▶ WHAT NEEDS TO BE DONE:
When you reach the line containing "Target: shingle roof" in the entries below, begin reproducing lines exactly, and stop once the line containing "like point(377, 305)." is done.

▶ PROVIDED DATA:
^^^^

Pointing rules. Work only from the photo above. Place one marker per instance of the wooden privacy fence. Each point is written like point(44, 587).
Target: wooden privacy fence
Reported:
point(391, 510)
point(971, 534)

^^^^

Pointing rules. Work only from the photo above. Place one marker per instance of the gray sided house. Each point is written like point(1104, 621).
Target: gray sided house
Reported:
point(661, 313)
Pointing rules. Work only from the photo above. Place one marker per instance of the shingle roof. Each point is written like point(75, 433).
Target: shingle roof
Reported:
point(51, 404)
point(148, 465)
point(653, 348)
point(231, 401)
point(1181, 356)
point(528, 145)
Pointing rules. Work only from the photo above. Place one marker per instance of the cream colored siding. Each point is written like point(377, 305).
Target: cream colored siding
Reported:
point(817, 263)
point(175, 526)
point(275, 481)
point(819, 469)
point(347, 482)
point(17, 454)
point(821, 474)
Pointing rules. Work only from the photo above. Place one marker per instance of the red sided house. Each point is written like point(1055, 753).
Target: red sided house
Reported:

^^^^

▶ FINISHED TASK:
Target: shingle roof
Reported:
point(51, 404)
point(148, 465)
point(653, 348)
point(231, 401)
point(1181, 356)
point(528, 145)
Pointing rules. Work only from the photo above. Place one marker per instance of the cream colored siding. Each point is written like point(377, 305).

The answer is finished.